Robbins also noted the distinction and significant difference on
an individual’s mental health. In acknowledging parallels
between immigration detainees and the ‘terror suspects’,
he observed that, ‘…the immigration detainees always
have an end point in terms of a trial or court decision. The situation
of indefinite detention with potentially no end point would suggest
that the effects identified here will be greater. It is likely that
there will be an even higher level of hopelessness and helplessness
and a correspondingly higher level of mental health problems.’
A
distinction could also be drawn here between the detainees and those
enemy combatants and non-combatants interned during an armed conflict.
A ‘war on terror’ is arguably not only a literal conflict
between belligerent parties in different countries – or the
same country, but it may be a continuing state of affairs the conclusion
of which may never be reached! The possibility, therefore, of the
individuals being released at a conclusion of hostilities between
the belligerents seems highly unlikely in the immediate future –
or even simply remote.
--*--
## [ACTIONS TO TAKE]
1. According to the passage on indefinite detention, what did Robbins observe that immigration detainees always have?
2. Carry on the passage on indefinite detention from its last sentence.
The records have no part in what you are asked to do here.

[Region pointing data]
--*--
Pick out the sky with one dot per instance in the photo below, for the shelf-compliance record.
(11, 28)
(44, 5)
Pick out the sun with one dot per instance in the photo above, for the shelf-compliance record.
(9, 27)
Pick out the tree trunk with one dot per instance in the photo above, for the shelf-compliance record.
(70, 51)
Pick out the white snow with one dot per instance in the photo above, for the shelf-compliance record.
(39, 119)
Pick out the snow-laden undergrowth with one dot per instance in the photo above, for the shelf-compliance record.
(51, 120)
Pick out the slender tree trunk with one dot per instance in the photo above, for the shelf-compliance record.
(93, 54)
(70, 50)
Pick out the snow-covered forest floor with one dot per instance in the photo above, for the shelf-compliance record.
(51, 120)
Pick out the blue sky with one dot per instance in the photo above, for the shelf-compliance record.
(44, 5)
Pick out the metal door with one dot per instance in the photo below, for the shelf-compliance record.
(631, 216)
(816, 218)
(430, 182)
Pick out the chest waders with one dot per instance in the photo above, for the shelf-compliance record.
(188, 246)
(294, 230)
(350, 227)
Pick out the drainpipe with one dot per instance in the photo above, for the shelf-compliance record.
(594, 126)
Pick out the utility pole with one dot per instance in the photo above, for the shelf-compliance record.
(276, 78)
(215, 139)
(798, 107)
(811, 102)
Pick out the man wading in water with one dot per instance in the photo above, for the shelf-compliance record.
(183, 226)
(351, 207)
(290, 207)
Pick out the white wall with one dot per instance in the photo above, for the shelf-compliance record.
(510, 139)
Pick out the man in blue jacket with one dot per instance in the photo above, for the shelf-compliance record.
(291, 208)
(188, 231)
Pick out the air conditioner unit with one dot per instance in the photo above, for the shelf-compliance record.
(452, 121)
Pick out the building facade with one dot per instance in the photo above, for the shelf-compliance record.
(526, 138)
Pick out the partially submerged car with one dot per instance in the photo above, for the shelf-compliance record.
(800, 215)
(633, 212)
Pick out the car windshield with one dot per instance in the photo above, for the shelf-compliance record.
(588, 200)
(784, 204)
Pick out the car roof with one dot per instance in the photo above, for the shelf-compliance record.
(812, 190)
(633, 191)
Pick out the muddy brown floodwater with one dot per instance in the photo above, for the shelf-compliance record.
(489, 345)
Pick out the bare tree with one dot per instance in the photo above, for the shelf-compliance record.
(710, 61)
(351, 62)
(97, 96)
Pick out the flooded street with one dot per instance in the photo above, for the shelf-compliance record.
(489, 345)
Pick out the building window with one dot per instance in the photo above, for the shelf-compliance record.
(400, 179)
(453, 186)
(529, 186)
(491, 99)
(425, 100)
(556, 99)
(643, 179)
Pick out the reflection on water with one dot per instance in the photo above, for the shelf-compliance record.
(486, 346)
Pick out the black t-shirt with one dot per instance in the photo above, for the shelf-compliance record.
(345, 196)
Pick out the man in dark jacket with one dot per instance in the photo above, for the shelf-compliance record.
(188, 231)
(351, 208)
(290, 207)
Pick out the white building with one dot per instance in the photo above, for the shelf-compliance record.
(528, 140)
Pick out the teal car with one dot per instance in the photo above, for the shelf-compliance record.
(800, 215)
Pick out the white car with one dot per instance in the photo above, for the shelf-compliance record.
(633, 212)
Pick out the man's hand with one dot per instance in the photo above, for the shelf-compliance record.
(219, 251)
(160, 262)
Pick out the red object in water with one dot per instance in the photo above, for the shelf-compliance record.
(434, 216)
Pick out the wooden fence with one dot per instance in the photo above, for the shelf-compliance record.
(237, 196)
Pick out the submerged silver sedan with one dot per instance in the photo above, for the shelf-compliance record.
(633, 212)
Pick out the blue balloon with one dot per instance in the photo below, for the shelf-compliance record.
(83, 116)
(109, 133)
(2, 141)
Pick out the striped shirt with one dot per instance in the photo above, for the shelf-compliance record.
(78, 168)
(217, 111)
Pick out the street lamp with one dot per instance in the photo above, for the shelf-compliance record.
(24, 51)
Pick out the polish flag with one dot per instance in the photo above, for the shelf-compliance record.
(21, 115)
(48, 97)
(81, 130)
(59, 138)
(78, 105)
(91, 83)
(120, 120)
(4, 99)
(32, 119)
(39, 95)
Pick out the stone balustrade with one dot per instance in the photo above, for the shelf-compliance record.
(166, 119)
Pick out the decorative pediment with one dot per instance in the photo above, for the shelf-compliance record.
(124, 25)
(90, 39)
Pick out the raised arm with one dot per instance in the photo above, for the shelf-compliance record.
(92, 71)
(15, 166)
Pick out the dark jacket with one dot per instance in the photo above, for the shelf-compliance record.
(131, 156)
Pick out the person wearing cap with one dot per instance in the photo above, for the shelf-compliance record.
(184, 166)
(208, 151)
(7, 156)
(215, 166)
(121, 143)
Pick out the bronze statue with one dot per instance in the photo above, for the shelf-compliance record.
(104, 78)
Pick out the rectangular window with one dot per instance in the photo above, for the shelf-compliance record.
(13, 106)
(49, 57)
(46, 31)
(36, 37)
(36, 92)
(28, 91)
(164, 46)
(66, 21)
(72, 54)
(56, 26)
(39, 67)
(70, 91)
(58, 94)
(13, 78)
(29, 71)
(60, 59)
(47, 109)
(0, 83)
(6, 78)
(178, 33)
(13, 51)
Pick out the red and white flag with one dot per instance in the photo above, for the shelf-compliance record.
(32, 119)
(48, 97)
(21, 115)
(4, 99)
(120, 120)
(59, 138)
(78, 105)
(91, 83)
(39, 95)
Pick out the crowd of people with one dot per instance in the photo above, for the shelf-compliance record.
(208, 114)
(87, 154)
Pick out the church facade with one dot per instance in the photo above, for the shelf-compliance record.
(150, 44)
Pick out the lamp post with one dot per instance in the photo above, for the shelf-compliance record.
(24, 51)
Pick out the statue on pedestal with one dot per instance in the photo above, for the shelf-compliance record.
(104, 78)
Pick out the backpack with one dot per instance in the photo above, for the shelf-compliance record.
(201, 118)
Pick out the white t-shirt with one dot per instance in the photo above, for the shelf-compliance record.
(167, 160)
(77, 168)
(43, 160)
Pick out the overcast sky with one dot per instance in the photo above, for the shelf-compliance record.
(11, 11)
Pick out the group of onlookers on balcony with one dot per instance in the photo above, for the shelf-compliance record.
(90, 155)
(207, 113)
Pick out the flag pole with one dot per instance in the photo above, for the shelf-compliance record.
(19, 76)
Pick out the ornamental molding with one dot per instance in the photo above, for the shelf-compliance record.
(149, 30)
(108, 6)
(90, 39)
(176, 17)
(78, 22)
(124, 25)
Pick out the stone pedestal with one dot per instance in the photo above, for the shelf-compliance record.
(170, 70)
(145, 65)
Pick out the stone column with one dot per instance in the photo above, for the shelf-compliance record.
--*--
## [ANSWERS FOR THIS EXERCISE]
1. An end point in terms of a trial or court decision.

2.
The frankly inadequate response of the UK authorities has been to
refer to the provisions of the Anti-terrorism, Crime and Security
Act which provide that the individual detainees are at liberty to
return to their home state should they wish, that in essence they
are detained only in a ‘three sided prison’. This is
borne out by the fact that two suspects decided to return to their
states of origin, one to France and the other to Morocco.
A
serious issue arises from this argument however: primarily it concerns
a legal point regarding their deportation. Following the case of
Chahal v. United Kingdom the ECtHR ruled that an individual, though
a terrorist suspect, could not be deported to his state of origin,
‘…whenever substantial grounds have been shown for believing
that an individual would face a real risk of being subjected to
treatment contrary to Article 3 if removed to another state, the
responsibility of the contracting state to safeguard him or her
against such treatment is engaged in the event of expulsion’
(See (1996) 23 EHRR 414 para 80) Deportation to face the death penalty
is itself ‘torture’ and a violation of Article 3. This
ruling would seem to suggest that the UK authorities, in failing
to seek to deport these individuals are actually aware of possible
successful legal challenges that could be raised. The UK authorities,
it is suggested, are fully aware that these individuals, if returned
to their home state, will be subjected to torture - a point echoed
by Lord Nicholls of Birkenhead in his judgment.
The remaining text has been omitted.